(Items from a dataset)
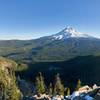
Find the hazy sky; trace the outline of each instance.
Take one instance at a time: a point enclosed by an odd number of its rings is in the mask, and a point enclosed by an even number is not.
[[[32,39],[66,26],[100,36],[100,0],[0,0],[0,39]]]

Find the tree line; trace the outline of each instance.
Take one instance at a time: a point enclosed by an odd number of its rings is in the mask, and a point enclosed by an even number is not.
[[[81,86],[82,83],[80,79],[78,79],[75,90],[78,90]],[[69,87],[64,87],[59,73],[55,75],[54,83],[50,82],[49,86],[46,86],[44,77],[42,73],[39,72],[36,76],[35,87],[37,94],[47,93],[49,95],[70,95],[71,92]]]

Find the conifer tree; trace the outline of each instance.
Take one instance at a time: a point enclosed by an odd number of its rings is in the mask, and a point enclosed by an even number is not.
[[[39,72],[38,76],[36,77],[36,90],[41,94],[45,92],[44,77],[42,76],[41,72]]]
[[[80,87],[82,87],[82,83],[81,83],[81,80],[78,79],[77,85],[76,85],[76,91],[78,91]]]
[[[53,94],[53,86],[52,86],[52,83],[49,84],[48,93],[49,93],[49,95],[52,95]]]
[[[64,95],[64,86],[61,82],[59,74],[55,76],[54,95]]]
[[[67,95],[70,95],[70,88],[67,88]]]

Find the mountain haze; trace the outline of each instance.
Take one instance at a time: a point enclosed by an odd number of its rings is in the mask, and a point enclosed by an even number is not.
[[[63,61],[100,55],[100,39],[66,27],[57,34],[33,40],[0,41],[0,55],[21,61]]]

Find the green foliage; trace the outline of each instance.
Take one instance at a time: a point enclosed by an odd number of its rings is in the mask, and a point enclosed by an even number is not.
[[[67,88],[67,95],[70,95],[70,88]]]
[[[64,95],[64,86],[61,82],[59,74],[55,76],[54,95],[56,94]]]
[[[81,80],[78,79],[77,86],[76,86],[76,90],[79,90],[80,87],[82,87],[82,83],[81,83]]]
[[[44,77],[42,76],[41,72],[39,72],[38,76],[36,77],[36,90],[41,94],[45,92]]]
[[[21,92],[16,84],[14,62],[0,60],[0,97],[2,100],[20,100]],[[6,67],[7,66],[7,67]]]
[[[49,84],[49,87],[48,87],[48,93],[49,95],[53,95],[53,86],[52,86],[52,83]]]

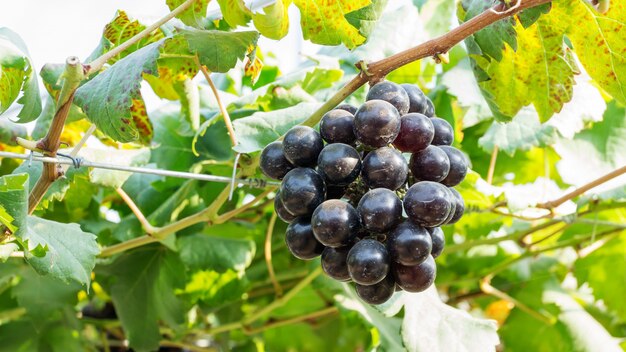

* _Job_: Turn every line of the rows above into a numbered list, leaving out the blank lines and the pictures.

* _Result for this task_:
1. Find the hazy sky; trace the outline of each instance.
2. Take one instance at a time: a point enclosed by an odd number of its rings is in the mask, and a point enclosed by an even number is not.
3. [[[32,39],[66,26],[100,36],[100,0],[0,0],[0,39]]]
4. Find the tree line; trace the outline of each instance.
5. Take one instance at a time: a point enclosed by an odd number of its rings is in the mask, and a point enclosed by an even number is not.
6. [[[81,86],[82,83],[80,79],[78,79],[75,90],[78,90]],[[69,87],[64,87],[59,73],[55,75],[54,83],[50,82],[49,86],[46,86],[44,77],[42,73],[39,72],[36,76],[35,87],[37,94],[47,93],[49,95],[70,95],[71,92]]]
7. Find the conifer tree; trace the outline of each instance.
8. Take one instance at a time: a point enclosed by an odd number of its rings is in the mask, and a point enclosed by an even number is not.
9. [[[39,72],[38,76],[36,77],[36,90],[41,94],[45,92],[44,77],[42,76],[41,72]]]
10. [[[80,87],[82,87],[82,83],[81,83],[81,80],[78,79],[77,85],[76,85],[76,91],[78,91]]]
11. [[[53,94],[53,86],[52,86],[52,83],[49,84],[48,93],[49,93],[49,95],[52,95]]]
12. [[[64,95],[64,86],[61,82],[59,74],[55,76],[54,95]]]
13. [[[67,95],[70,95],[70,88],[67,88]]]
14. Find the mountain haze; trace the outline of each instance.
15. Take one instance at a time: a point enclosed by an odd number of its rings is in the mask, and a point enclosed by an even number is not.
16. [[[63,61],[100,55],[100,39],[66,27],[57,34],[33,40],[0,41],[0,55],[21,61]]]
17. Find the green foliage; trace the outline of each instance.
18. Take one instance at a time: a point enclosed by an odd number of its rings is in the mask, and a point enclosed by an even number is not.
19. [[[67,88],[67,95],[70,95],[70,88]]]
20. [[[64,95],[64,86],[61,82],[59,74],[55,76],[54,95],[56,94]]]
21. [[[81,80],[78,79],[77,86],[76,86],[76,90],[79,90],[80,87],[82,87],[82,83],[81,83]]]
22. [[[44,77],[42,76],[41,72],[39,72],[38,76],[36,77],[36,90],[41,94],[45,92]]]
23. [[[21,92],[16,84],[14,62],[0,60],[0,97],[2,100],[20,100]],[[6,67],[7,66],[7,67]]]
24. [[[49,84],[49,87],[48,87],[48,93],[49,95],[53,95],[53,86],[52,86],[52,83]]]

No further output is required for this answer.